● **Required work**:
In the listing below, switch "white foam" to "surf" in the lines from the one with "Where can the exposed reef be seen here?" up to and including the one with "x=281, y=237", and write out only those lines with nothing else changed.

● **Supplied material**:
_ _ _ _ _ _ _

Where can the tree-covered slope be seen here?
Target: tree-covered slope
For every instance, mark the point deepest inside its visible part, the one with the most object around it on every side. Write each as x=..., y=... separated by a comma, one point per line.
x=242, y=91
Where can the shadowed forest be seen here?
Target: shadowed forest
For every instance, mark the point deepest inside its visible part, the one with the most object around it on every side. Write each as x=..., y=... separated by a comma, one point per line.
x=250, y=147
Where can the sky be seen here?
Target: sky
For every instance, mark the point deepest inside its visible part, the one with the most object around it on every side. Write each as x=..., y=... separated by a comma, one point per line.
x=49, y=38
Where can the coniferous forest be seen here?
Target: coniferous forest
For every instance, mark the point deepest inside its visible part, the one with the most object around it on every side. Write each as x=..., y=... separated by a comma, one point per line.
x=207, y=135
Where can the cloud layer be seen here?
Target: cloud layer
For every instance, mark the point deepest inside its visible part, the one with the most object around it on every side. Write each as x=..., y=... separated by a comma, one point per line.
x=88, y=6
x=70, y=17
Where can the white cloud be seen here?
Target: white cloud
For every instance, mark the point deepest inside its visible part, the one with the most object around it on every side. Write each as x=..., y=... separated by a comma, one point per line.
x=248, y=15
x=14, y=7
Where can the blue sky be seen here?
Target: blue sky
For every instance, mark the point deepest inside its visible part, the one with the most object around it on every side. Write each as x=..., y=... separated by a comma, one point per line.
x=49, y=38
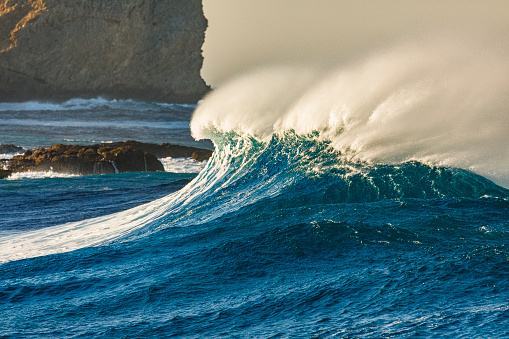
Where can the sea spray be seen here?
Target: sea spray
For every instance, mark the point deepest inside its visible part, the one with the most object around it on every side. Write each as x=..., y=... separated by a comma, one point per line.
x=443, y=105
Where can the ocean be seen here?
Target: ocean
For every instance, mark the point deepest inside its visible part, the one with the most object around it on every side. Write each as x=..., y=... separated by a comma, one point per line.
x=358, y=206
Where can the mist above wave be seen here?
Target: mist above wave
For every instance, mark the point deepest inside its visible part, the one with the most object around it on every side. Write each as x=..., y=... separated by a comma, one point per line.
x=442, y=103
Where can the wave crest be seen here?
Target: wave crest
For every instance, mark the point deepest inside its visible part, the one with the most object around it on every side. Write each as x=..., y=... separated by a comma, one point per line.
x=446, y=105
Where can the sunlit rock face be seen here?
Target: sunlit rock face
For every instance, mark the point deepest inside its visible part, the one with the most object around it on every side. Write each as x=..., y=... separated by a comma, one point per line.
x=139, y=49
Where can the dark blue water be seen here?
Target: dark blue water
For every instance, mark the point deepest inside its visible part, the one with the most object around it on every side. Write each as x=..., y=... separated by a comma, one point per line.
x=279, y=238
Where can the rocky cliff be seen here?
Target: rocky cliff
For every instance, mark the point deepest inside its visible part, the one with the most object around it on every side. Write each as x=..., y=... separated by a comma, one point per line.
x=140, y=49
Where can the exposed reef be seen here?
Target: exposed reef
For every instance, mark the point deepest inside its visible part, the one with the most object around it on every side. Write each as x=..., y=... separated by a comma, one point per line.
x=129, y=156
x=128, y=49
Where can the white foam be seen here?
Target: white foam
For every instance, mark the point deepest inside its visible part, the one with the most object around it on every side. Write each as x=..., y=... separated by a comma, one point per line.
x=446, y=104
x=86, y=104
x=182, y=165
x=39, y=175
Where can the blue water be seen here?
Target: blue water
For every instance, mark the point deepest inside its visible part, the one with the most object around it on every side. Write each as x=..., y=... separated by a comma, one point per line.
x=281, y=237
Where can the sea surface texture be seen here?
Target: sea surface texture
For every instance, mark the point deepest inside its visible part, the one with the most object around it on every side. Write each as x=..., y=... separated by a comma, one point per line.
x=345, y=209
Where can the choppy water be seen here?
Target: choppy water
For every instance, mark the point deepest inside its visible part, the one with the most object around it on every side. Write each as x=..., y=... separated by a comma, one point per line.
x=301, y=225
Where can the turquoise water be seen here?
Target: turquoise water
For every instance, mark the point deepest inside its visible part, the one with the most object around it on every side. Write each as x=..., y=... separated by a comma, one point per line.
x=284, y=236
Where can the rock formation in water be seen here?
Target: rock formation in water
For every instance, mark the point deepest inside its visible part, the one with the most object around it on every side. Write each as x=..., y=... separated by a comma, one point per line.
x=128, y=156
x=140, y=49
x=84, y=160
x=167, y=150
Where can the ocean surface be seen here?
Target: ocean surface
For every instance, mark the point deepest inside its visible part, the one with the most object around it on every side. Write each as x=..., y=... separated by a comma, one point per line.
x=336, y=210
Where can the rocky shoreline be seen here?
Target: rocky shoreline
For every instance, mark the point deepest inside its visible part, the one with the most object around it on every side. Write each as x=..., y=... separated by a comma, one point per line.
x=118, y=157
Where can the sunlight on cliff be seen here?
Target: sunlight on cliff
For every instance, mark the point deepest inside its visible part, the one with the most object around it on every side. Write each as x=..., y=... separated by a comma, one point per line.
x=26, y=11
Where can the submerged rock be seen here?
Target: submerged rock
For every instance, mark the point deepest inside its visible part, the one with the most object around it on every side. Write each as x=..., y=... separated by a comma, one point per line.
x=84, y=160
x=137, y=49
x=4, y=173
x=9, y=148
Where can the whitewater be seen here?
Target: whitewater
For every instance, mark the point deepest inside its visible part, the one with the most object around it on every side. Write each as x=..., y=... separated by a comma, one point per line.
x=366, y=201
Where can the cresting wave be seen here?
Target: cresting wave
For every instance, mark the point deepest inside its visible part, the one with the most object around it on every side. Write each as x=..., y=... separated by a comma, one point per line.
x=286, y=172
x=442, y=104
x=397, y=126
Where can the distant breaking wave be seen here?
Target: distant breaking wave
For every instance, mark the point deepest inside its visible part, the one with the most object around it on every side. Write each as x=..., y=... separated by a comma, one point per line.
x=408, y=124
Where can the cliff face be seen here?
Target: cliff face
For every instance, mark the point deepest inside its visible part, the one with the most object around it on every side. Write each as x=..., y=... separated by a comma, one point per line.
x=140, y=49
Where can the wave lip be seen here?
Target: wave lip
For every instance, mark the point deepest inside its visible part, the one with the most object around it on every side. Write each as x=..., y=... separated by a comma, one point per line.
x=428, y=102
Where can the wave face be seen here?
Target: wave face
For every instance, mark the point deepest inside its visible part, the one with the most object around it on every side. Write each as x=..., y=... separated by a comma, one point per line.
x=444, y=105
x=330, y=208
x=278, y=237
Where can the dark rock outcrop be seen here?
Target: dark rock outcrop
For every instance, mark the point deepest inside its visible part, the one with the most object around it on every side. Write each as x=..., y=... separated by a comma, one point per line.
x=4, y=173
x=165, y=150
x=84, y=160
x=8, y=148
x=140, y=49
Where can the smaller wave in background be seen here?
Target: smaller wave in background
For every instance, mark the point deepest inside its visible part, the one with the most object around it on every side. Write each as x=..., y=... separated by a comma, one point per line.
x=87, y=104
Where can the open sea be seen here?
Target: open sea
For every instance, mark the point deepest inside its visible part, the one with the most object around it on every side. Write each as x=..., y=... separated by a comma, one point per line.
x=351, y=208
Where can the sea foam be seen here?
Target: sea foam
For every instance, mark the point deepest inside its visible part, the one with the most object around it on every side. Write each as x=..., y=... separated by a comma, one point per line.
x=440, y=103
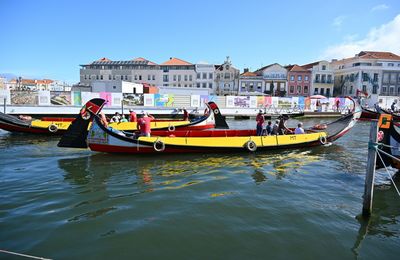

_ _ _ _ _ _ _

● **Exercise output**:
Where can the exposed reef be seen here?
Target: exposed reef
For every instance, mark the point deepest inside its visible part, the one with the most object around it on every side. Write each as x=..., y=... separated by a comma, one point per line.
x=129, y=156
x=128, y=49
Where can the surf be seen here?
Target: surf
For every instance, mark the point deepest inside its visible part, the one with the most object around it on every side. Write each as x=..., y=... separated by a comma, one point per line.
x=446, y=104
x=86, y=104
x=182, y=165
x=39, y=175
Where can the blue water be seen here?
Target: blue water
For every instance, mark the point deepest inside its visible part, the one with the most object around it on every side. Write each as x=..., y=... separated by a comma, one point per line.
x=281, y=237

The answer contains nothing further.